──────── Input data ────────
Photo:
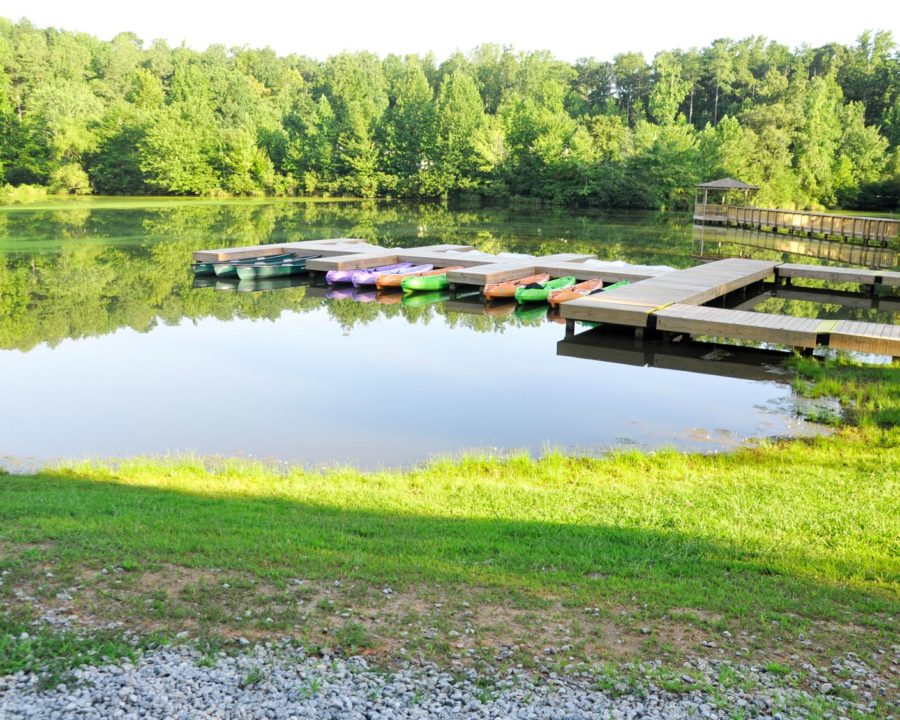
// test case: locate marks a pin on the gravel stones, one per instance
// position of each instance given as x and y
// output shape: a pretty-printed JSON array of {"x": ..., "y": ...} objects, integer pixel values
[{"x": 279, "y": 682}]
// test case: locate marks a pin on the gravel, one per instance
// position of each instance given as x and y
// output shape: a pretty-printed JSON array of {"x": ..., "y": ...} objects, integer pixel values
[{"x": 280, "y": 681}]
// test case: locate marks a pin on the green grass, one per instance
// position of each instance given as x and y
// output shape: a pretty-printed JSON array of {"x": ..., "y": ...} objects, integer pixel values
[{"x": 787, "y": 539}]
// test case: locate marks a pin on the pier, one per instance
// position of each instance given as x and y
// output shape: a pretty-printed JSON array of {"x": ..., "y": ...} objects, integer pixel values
[
  {"x": 878, "y": 231},
  {"x": 658, "y": 303}
]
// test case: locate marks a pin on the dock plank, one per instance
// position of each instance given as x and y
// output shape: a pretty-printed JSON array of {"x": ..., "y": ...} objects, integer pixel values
[
  {"x": 693, "y": 286},
  {"x": 738, "y": 324},
  {"x": 487, "y": 273},
  {"x": 330, "y": 246},
  {"x": 839, "y": 274},
  {"x": 356, "y": 261},
  {"x": 875, "y": 338}
]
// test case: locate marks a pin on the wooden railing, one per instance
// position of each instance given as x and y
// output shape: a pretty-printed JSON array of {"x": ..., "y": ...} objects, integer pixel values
[{"x": 879, "y": 230}]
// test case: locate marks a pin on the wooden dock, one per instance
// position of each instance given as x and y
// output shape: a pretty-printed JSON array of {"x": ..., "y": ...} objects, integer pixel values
[
  {"x": 712, "y": 242},
  {"x": 879, "y": 231},
  {"x": 658, "y": 300},
  {"x": 636, "y": 304}
]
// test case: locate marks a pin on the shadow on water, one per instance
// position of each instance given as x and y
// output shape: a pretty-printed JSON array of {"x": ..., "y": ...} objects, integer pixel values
[{"x": 100, "y": 272}]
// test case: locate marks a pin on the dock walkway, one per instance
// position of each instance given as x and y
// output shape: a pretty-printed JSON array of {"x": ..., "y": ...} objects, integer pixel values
[
  {"x": 635, "y": 304},
  {"x": 670, "y": 301}
]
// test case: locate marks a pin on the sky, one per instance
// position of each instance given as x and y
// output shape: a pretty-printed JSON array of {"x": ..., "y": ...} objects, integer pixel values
[{"x": 568, "y": 28}]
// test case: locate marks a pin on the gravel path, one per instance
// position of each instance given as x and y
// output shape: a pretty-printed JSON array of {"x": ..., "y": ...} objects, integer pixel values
[{"x": 276, "y": 681}]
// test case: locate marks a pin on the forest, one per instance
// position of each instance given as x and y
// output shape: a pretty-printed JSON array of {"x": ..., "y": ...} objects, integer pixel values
[{"x": 813, "y": 127}]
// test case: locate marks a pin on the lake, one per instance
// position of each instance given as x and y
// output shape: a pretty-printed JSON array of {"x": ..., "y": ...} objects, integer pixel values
[{"x": 107, "y": 349}]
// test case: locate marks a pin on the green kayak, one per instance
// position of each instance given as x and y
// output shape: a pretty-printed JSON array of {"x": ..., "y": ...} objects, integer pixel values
[
  {"x": 540, "y": 292},
  {"x": 264, "y": 270},
  {"x": 425, "y": 283},
  {"x": 423, "y": 299},
  {"x": 203, "y": 268},
  {"x": 228, "y": 269},
  {"x": 531, "y": 312}
]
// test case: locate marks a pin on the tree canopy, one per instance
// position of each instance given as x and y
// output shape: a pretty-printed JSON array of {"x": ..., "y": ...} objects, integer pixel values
[{"x": 812, "y": 127}]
────────
Beginning at the line above that contains "sky, one per instance", return each line exactly through the line that contains "forest, one per instance", and no others.

**Your solution**
// test case: locate marks a pin on the sky, one per instance
// position of each instance given as x and y
// output shape: a pretty-printed JSON array of {"x": ..., "y": ...} objects, integer pixel values
[{"x": 568, "y": 28}]
// test case: locate marks a pin on the gravel path, one per instance
// position of each instance given as x and y
// output shape: a pretty-printed JSON array of {"x": ..., "y": ...} objects, integer pixel values
[{"x": 276, "y": 681}]
// test case: locate marks a pin on the forest, one per instance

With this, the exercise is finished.